Which lines in the listing below contain the word "water"? Select each of those lines and copy it out in full.

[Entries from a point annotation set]
☆ ☆ ☆

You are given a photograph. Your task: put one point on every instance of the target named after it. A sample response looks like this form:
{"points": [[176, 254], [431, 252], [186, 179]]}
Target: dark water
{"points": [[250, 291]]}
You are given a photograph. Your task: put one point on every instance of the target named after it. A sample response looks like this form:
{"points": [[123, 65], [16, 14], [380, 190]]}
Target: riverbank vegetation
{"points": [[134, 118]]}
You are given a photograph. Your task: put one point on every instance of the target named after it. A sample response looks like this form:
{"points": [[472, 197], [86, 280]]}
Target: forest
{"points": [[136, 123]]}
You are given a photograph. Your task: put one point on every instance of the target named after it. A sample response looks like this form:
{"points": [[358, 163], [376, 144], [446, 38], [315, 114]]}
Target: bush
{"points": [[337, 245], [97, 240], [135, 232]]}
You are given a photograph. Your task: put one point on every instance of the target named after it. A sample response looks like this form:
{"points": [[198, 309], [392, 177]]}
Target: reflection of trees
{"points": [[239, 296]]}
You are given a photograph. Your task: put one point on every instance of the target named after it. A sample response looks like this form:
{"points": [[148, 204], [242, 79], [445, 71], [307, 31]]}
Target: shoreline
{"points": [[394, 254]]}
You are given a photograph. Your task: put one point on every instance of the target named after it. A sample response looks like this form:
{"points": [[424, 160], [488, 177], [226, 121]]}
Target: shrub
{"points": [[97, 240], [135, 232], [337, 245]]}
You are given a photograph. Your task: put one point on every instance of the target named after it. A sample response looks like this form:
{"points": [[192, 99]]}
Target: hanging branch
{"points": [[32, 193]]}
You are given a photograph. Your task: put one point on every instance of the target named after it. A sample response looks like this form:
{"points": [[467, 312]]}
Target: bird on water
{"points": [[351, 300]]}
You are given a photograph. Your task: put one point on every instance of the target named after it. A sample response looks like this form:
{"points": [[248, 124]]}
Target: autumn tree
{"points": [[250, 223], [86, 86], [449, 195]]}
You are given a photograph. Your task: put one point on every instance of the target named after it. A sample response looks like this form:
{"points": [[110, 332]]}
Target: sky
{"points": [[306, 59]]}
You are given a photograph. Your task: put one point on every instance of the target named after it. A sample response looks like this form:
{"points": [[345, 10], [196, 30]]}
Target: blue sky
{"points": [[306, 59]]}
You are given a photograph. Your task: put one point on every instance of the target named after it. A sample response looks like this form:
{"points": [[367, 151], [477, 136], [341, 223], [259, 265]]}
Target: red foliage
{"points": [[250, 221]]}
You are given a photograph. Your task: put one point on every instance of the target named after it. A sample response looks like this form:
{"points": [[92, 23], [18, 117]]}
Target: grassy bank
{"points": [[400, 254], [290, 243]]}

☆ ☆ ☆

* **RESULT OF THIS TASK**:
Target: dark water
Target: bird on water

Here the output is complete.